--- PROVIDED INFORMATION ---
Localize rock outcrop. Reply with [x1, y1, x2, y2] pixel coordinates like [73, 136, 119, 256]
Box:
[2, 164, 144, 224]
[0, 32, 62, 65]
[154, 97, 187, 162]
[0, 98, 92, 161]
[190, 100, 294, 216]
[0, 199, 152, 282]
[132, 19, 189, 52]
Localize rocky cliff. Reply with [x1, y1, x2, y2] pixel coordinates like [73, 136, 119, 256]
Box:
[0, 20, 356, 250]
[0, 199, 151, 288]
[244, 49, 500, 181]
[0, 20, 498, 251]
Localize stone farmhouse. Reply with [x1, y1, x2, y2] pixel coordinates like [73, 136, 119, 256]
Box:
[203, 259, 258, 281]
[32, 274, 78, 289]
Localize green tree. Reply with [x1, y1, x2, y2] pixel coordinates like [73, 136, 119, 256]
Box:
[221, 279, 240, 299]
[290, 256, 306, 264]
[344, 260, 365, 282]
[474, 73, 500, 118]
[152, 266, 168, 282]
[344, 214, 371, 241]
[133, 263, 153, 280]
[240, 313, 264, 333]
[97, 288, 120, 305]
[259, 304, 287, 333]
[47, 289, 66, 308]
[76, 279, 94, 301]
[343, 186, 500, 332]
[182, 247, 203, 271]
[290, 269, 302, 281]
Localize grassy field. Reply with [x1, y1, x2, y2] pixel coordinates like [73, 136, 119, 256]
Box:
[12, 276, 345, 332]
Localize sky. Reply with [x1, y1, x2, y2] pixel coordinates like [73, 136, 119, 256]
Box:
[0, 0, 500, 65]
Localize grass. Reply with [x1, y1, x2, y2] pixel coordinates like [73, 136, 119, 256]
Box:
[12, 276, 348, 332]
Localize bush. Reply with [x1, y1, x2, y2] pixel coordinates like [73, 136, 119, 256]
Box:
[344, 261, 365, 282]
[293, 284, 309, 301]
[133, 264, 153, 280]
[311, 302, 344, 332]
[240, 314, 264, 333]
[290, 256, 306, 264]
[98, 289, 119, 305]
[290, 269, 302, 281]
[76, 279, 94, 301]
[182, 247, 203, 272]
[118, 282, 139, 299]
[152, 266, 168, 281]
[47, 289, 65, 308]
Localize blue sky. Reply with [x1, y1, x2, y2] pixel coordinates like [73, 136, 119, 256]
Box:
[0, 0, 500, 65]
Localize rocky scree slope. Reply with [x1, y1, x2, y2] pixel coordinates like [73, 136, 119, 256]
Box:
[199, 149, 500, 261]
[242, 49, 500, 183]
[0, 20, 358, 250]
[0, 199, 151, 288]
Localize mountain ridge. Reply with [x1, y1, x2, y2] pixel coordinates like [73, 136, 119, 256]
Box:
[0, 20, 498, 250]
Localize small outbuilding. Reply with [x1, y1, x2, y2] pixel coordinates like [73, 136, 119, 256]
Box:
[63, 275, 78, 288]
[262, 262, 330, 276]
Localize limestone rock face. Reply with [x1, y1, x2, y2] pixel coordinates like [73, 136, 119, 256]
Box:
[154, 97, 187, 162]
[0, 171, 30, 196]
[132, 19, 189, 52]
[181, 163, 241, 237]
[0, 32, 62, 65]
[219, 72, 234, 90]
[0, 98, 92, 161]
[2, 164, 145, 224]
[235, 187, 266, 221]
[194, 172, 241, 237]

--- REQUEST ---
Shift every pixel coordinate in the boxes by adding 51 to it, and write out again the part that opens with the line containing "Localize mountain ridge." and closes with the last line, requests included.

--- FULL OUTPUT ---
Localize mountain ridge. Reply with [x1, y1, x2, y2] pixel coordinates like [73, 136, 119, 256]
Box:
[51, 71, 549, 301]
Localize small outbuilding. Reply with [x1, y1, x2, y2] pixel coordinates like [73, 136, 119, 256]
Box:
[114, 326, 129, 339]
[313, 313, 381, 327]
Localize limestone rock face. Reply with [x1, y1, x2, y2] pixel coordinates like [73, 136, 119, 256]
Box:
[205, 148, 238, 213]
[51, 222, 81, 247]
[183, 70, 240, 103]
[232, 214, 292, 288]
[51, 83, 113, 116]
[270, 123, 285, 141]
[51, 149, 143, 212]
[53, 215, 196, 275]
[286, 238, 317, 272]
[245, 223, 292, 288]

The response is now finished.